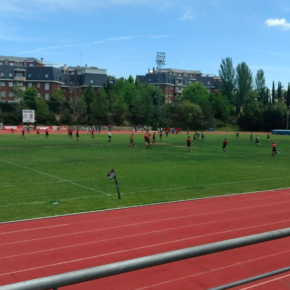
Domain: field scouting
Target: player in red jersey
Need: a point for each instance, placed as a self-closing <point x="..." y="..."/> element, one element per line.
<point x="225" y="143"/>
<point x="22" y="134"/>
<point x="188" y="142"/>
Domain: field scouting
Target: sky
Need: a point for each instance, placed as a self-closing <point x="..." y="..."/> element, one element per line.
<point x="123" y="36"/>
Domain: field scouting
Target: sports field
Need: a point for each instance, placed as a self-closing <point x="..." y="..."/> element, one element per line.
<point x="37" y="171"/>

################

## TASK DIRECTIONS
Give the listing again exactly, minus its images.

## EXERCISE SOLUTION
Domain: field scouting
Target: player in red jersey
Need: a point for each instance, placed as a self-closing <point x="..." y="..."/> element, one element per line.
<point x="225" y="143"/>
<point x="22" y="134"/>
<point x="188" y="142"/>
Domain: field scouting
Target: sky
Need: a point for each instance, placed as a self-closing <point x="..." y="..."/> element, one element per line.
<point x="123" y="36"/>
Domain: field scouting
Target: sports field
Need: a point for each instance, placed as a self-closing <point x="..." y="..."/> element, one element per line.
<point x="37" y="171"/>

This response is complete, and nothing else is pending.